Render every line of the records below as a JSON list of strings, one string per line, skipping blank lines and leaving out the pictures.

**Given records**.
......
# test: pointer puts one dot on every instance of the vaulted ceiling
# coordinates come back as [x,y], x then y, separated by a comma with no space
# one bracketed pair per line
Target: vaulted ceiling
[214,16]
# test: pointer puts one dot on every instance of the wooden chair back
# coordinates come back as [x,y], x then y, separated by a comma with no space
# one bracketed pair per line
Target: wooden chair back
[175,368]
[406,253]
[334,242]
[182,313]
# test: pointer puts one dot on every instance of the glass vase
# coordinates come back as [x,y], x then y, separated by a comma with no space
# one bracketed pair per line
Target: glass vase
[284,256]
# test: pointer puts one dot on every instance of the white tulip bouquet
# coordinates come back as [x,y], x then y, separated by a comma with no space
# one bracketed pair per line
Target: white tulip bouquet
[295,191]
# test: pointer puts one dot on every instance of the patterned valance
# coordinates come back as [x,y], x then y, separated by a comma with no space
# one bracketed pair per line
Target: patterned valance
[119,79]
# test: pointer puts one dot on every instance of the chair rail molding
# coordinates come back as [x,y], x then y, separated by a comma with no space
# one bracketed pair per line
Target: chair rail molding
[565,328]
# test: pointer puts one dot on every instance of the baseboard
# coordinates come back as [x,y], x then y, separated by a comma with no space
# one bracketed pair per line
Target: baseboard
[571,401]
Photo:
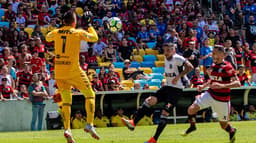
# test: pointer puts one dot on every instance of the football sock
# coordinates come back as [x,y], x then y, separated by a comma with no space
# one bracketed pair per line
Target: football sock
[162,124]
[229,129]
[144,108]
[66,111]
[90,109]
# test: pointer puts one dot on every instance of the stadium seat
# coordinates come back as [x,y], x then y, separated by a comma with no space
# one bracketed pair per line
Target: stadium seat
[157,76]
[153,87]
[148,64]
[159,63]
[118,64]
[160,57]
[138,58]
[104,64]
[151,52]
[126,88]
[142,82]
[155,82]
[44,30]
[151,44]
[127,83]
[158,70]
[79,11]
[133,39]
[2,12]
[141,52]
[120,71]
[5,24]
[29,30]
[150,58]
[146,70]
[135,64]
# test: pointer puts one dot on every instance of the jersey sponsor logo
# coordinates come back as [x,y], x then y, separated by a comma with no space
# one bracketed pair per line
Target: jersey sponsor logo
[65,32]
[62,62]
[170,74]
[59,56]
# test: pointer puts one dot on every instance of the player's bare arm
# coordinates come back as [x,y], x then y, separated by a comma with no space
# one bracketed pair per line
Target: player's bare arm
[234,83]
[188,68]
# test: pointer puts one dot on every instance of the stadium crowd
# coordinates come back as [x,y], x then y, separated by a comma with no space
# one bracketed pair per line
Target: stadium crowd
[131,59]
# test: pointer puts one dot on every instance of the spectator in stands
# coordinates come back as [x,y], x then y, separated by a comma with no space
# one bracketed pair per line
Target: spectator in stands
[24,76]
[100,120]
[97,84]
[206,54]
[252,58]
[136,86]
[7,91]
[125,51]
[37,94]
[110,53]
[234,116]
[116,120]
[250,114]
[23,93]
[111,67]
[197,79]
[78,122]
[5,74]
[243,78]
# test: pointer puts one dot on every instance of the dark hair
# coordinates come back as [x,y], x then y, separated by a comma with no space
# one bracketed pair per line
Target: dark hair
[69,18]
[220,48]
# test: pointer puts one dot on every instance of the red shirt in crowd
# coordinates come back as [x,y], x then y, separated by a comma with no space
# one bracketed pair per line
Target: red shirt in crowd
[6,91]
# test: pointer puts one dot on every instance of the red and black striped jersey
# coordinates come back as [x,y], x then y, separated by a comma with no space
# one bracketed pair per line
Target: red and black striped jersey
[221,73]
[242,78]
[6,91]
[197,80]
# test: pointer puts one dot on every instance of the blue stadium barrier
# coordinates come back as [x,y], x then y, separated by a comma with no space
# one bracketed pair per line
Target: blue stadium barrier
[118,64]
[151,58]
[147,64]
[142,82]
[135,64]
[151,44]
[158,70]
[4,24]
[157,76]
[155,82]
[1,14]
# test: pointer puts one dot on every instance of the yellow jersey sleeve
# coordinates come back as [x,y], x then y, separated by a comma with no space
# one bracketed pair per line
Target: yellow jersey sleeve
[90,36]
[50,36]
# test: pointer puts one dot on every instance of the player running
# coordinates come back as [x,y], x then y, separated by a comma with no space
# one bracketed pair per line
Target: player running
[68,72]
[168,94]
[223,77]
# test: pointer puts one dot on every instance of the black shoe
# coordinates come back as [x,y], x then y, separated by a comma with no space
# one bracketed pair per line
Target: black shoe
[232,137]
[189,130]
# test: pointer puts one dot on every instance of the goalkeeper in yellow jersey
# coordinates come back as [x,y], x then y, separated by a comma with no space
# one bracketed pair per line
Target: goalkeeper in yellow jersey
[68,72]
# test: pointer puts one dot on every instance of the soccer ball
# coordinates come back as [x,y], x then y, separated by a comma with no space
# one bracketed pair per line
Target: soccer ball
[114,24]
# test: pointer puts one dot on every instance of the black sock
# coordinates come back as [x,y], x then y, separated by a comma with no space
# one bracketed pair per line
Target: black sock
[144,108]
[162,124]
[229,129]
[192,119]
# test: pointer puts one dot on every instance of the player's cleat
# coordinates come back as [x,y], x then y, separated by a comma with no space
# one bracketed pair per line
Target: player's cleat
[189,130]
[68,136]
[90,129]
[151,140]
[232,137]
[128,123]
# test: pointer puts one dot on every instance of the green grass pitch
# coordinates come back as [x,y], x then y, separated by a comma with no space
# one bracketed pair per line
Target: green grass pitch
[206,133]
......
**Solution below**.
[
  "# test: pointer puts one dot on every instance of the vaulted ceiling",
  "# coordinates come back as [x,y], x then y, separated by a comma with no space",
  "# one bracketed pair per line",
  "Target: vaulted ceiling",
  "[214,16]",
  "# test: pointer puts one dot on every instance of the wooden chair back",
  "# coordinates come back as [x,y], x then y, separated by a comma with no space",
  "# one bracketed pair per line",
  "Target: wooden chair back",
  "[175,368]",
  "[406,253]",
  "[334,242]",
  "[182,313]",
  "# test: pointer puts one dot on every instance of the glass vase",
  "# coordinates come back as [x,y], x then y, separated by a comma with no space",
  "# one bracketed pair per line",
  "Target: glass vase",
  "[284,256]",
  "# test: pointer puts one dot on every instance of the white tulip bouquet",
  "# coordinates come back as [x,y], x then y, separated by a comma with no space",
  "# one bracketed pair per line",
  "Target: white tulip bouquet",
  "[295,191]",
  "# test: pointer puts one dot on every instance of the patterned valance",
  "# coordinates come back as [x,y], x then y, separated by a comma with no space",
  "# one bracketed pair per line",
  "Target: patterned valance",
  "[119,79]",
  "# test: pointer puts one dot on every instance of the chair rail molding",
  "# coordinates come back as [x,y], x then y, separated by a comma with no space",
  "# one bracketed pair per line",
  "Target: chair rail molding",
  "[565,328]",
  "# test: pointer puts one dot on every instance of the baseboard",
  "# coordinates come back as [x,y], x then y, separated by a comma with no space",
  "# one bracketed pair per line",
  "Target: baseboard",
  "[571,401]",
  "Photo:",
  "# test: pointer puts one dot on every instance of the football sock",
  "# coordinates come back as [x,y], x then y, separated by a comma with no space",
  "# one bracketed pair per line",
  "Target: football sock",
  "[162,124]",
  "[229,129]",
  "[144,108]",
  "[66,111]",
  "[90,109]",
  "# test: pointer puts one dot on every instance of the stadium seat",
  "# coordinates come back as [x,y], x then y, separated by a comma with no space",
  "# one bracketed pair per line",
  "Target: stadium seat",
  "[157,76]",
  "[153,87]",
  "[148,64]",
  "[159,63]",
  "[118,64]",
  "[160,57]",
  "[138,58]",
  "[104,64]",
  "[151,52]",
  "[126,88]",
  "[142,82]",
  "[155,82]",
  "[44,30]",
  "[151,44]",
  "[127,83]",
  "[158,70]",
  "[79,11]",
  "[133,39]",
  "[2,12]",
  "[141,52]",
  "[120,71]",
  "[5,24]",
  "[29,30]",
  "[150,58]",
  "[146,70]",
  "[135,64]",
  "# test: pointer puts one dot on every instance of the jersey sponsor logo",
  "# coordinates come back as [x,y], x then y, separated by a comma with no space",
  "# one bracketed pair per line",
  "Target: jersey sponsor logo",
  "[65,32]",
  "[62,62]",
  "[170,74]",
  "[59,56]",
  "# test: pointer puts one dot on every instance of the player's bare arm",
  "# coordinates come back as [x,y], x then y, separated by a comma with no space",
  "# one bracketed pair per line",
  "Target: player's bare arm",
  "[234,83]",
  "[188,68]",
  "# test: pointer puts one dot on every instance of the stadium crowd",
  "# coordinates come back as [x,y], x then y, separated by a comma with no space",
  "# one bracketed pair per line",
  "Target: stadium crowd",
  "[131,59]",
  "# test: pointer puts one dot on every instance of the spectator in stands",
  "# coordinates come back as [x,y], x then y, separated by a comma with no space",
  "# one bracketed pair per line",
  "Target: spectator in stands",
  "[24,76]",
  "[100,120]",
  "[97,84]",
  "[206,54]",
  "[252,58]",
  "[136,86]",
  "[7,91]",
  "[125,51]",
  "[37,94]",
  "[110,53]",
  "[234,116]",
  "[116,120]",
  "[250,114]",
  "[23,93]",
  "[111,67]",
  "[197,79]",
  "[78,122]",
  "[5,74]",
  "[243,78]",
  "# test: pointer puts one dot on every instance of the dark hair",
  "# coordinates come back as [x,y], x then y, separated by a comma with no space",
  "# one bracketed pair per line",
  "Target: dark hair",
  "[69,18]",
  "[220,48]",
  "# test: pointer puts one dot on every instance of the red shirt in crowd",
  "# coordinates come back as [x,y], x then y, separated by a comma with no space",
  "# one bracketed pair per line",
  "Target: red shirt in crowd",
  "[6,91]",
  "# test: pointer puts one dot on every instance of the red and black striped jersey",
  "# coordinates come back as [x,y], x then y, separated by a comma with no space",
  "# one bracketed pair per line",
  "Target: red and black striped jersey",
  "[221,73]",
  "[242,78]",
  "[6,91]",
  "[197,80]",
  "# test: pointer puts one dot on every instance of the blue stadium barrier",
  "# coordinates come back as [x,y], x then y, separated by a comma with no space",
  "# one bracketed pair per line",
  "Target: blue stadium barrier",
  "[118,64]",
  "[151,58]",
  "[147,64]",
  "[142,82]",
  "[135,64]",
  "[151,44]",
  "[158,70]",
  "[4,24]",
  "[157,76]",
  "[155,82]",
  "[1,14]",
  "# test: pointer puts one dot on every instance of the yellow jersey sleeve",
  "# coordinates come back as [x,y], x then y, separated by a comma with no space",
  "# one bracketed pair per line",
  "Target: yellow jersey sleeve",
  "[90,36]",
  "[50,36]",
  "# test: pointer puts one dot on every instance of the player running",
  "# coordinates come back as [x,y], x then y, separated by a comma with no space",
  "# one bracketed pair per line",
  "Target: player running",
  "[68,72]",
  "[168,94]",
  "[223,77]",
  "# test: pointer puts one dot on every instance of the black shoe",
  "# coordinates come back as [x,y], x then y, separated by a comma with no space",
  "# one bracketed pair per line",
  "Target: black shoe",
  "[232,137]",
  "[189,130]",
  "# test: pointer puts one dot on every instance of the goalkeeper in yellow jersey",
  "# coordinates come back as [x,y], x then y, separated by a comma with no space",
  "# one bracketed pair per line",
  "Target: goalkeeper in yellow jersey",
  "[68,72]",
  "# test: pointer puts one dot on every instance of the soccer ball",
  "# coordinates come back as [x,y], x then y, separated by a comma with no space",
  "# one bracketed pair per line",
  "Target: soccer ball",
  "[114,24]",
  "# test: pointer puts one dot on every instance of the black sock",
  "# coordinates come back as [x,y], x then y, separated by a comma with no space",
  "# one bracketed pair per line",
  "Target: black sock",
  "[144,108]",
  "[162,124]",
  "[229,129]",
  "[192,119]",
  "# test: pointer puts one dot on every instance of the player's cleat",
  "# coordinates come back as [x,y], x then y, separated by a comma with no space",
  "# one bracketed pair per line",
  "Target: player's cleat",
  "[189,130]",
  "[68,136]",
  "[90,129]",
  "[151,140]",
  "[232,137]",
  "[128,123]",
  "# test: pointer puts one dot on every instance of the green grass pitch",
  "# coordinates come back as [x,y], x then y, separated by a comma with no space",
  "# one bracketed pair per line",
  "Target: green grass pitch",
  "[206,133]"
]